··· Provided text

Living In Adultery - Not A Bar To Seek Maintenance ?

Adab Singh Kapoor

21 April 2020 4:35 AM GMT

  • Living In Adultery - Not A Bar To Seek Maintenance ?

    Man, whether in the role of a son, a father or a husband, has a socially embedded duty to provide for the well-being – physical as well as financial - of his elderly parents, children and wife. This duty cast upon men is a consequence of the entrenched societal belief and mindset which has prevailed over the world, and especially in India, that the husband is the bread-earner of...

    Man, whether in the role of a son, a father or a husband, has a socially embedded duty to provide for the well-being – physical as well as financial - of his elderly parents, children and wife. This duty cast upon men is a consequence of the entrenched societal belief and mindset which has prevailed over the world, and especially in India, that the husband is the bread-earner of the family, whereas the duty of the wife is limited to taking care of the household. It is, perhaps, because of this social system that women have often been considered to be the inferior gender, as they were never afforded an equal opportunity to be educationally qualified – a privilege afforded only to men.

    In order to negate the above-mentioned societal perceptions, the laws in India have been framed in such a manner that they specifically envisage the betterment of women under the wider ambit of 'social justice'. The makers of our Constitution have gone a step ahead to ensure 'social justice' for women by allowing the State to make any special provision for women and children, despite the mandate of Article 15 of the Constitution of India which stipulates that the State shall not discriminate against any citizen on grounds only of religion, race, caste, sex, place of birth or any of them. The reason for such an exemption is the prejudice that women have been constrained to endure historically.

······

Set problem A: List every ground named in the article on living in adultery and maintenance on which Article 15 bars the State from discriminating against a citizen.
Set problem B: Resume the article on living in adultery and maintenance from the point where it stops.

··· Information provided

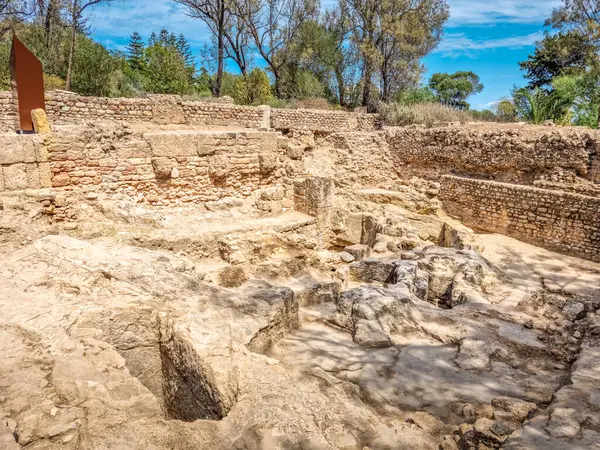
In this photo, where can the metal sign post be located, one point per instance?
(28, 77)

······
··· Information provided

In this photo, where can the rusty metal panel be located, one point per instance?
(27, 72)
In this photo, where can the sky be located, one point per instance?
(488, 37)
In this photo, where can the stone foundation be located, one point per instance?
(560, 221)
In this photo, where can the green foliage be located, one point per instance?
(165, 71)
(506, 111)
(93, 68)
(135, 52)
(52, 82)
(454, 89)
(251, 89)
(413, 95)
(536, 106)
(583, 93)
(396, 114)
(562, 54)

······

Right answer A:
- Religion
- Race
- Caste
- Sex
- Place of birth

Right answer B:
    Section 125 of the Code of Criminal Procedure, 1973 (Hereinafter referred to as the 'Code'), is one such exempting provision in favour of women, which casts upon a man a fundamental duty to financially support his wife in the event she is unable to maintain herself. It is well settled through various judicial pronouncements, that the criteria required to be fulfilled for availing maintenance under this provision is that the woman must be incapable of sustaining herself from the financial resources she currently possesses. Contentions of the husband such as, inter alia, his own limited financial means or other dependents of the family under his care, have been held by the judiciary to be mere "bald excuses" holding no weight in the eyes of law. The law is essentially sacrosanct on this aspect: if the husband is capable of earning and is able-bodied, there is no plausible reason for him to escape his financial liabilities towards his wife (and children).

    The above-mentioned views of the judiciary can be sourced, inter alia, to the following judicial pronouncements:

    In the judgment titled "Chaturbhuj Vs Sitabai"[2] the Hon'ble Supreme Court of India has observed as under:

    "7. … The appellant has placed material to show that the respondent-wife was earning some income. That is not sufficient to rule out application of Section 125 Cr.P.C. It has to be established that with the amount she earned the respondent-wife was able to maintain herself.

    8. … Where the personal income of the wife is insufficient she can claim maintenance under Section 125 Cr.P.C. The test is whether the wife is in a position to maintain herself in the way she was used to in the place of her husband."

    Furthermore, vide judgment titled "Shamima Farooqui Vs Shahid Khan"[3] the Hon'ble Supreme Court of India has held as under:

    15. … Sometimes, a plea is advanced by the husband that he does not have the means to pay, for he does not have a job or his business is not doing well. These are only bald excuses and, in fact, they have no acceptability in law. If the husband is healthy, able bodied and is in a position to support himself, he is under the legal obligation to support his wife, for wife's right to receive maintenance Under Section 125 Code of Criminal Procedure, unless disqualified, is absolute right.


    Yes, the above mentioned judicial pronouncements clearly emphasise the overriding importance and gravity of a statute such as Section 125 of the Code; as seen above, there are virtually no excuses or reasons given by the husband for refusing to maintain his wife / children, which are acceptable to the Indian Courts. However, perhaps the framers of this legislation sensed that this provision would be excessively onerous for men, for they also imposed a rider on the grant of maintenance to the woman under this section, in the form of sub-section 4 of Section 125 of the Code. Sub-section 4 of section 125 of the Code protects him from maintaining his wife, or bearing her litigation expenses, as the case may be, if the wife is living in adultery, is refusing to live with him without sufficient reason, or is living separately from him by mutual consent.

    In light of sub-section 4 of Section 125, it now becomes essential to evaluate the nature and extent of the action(s) of the wife which may preclude her from claiming maintenance from her husband under Section 125 of the Code, by considering the following questions:

    1. Firstly, will just a single, solitary and isolated instance of adultery be enough to disqualify a woman from her rights under Section 125 of the Code?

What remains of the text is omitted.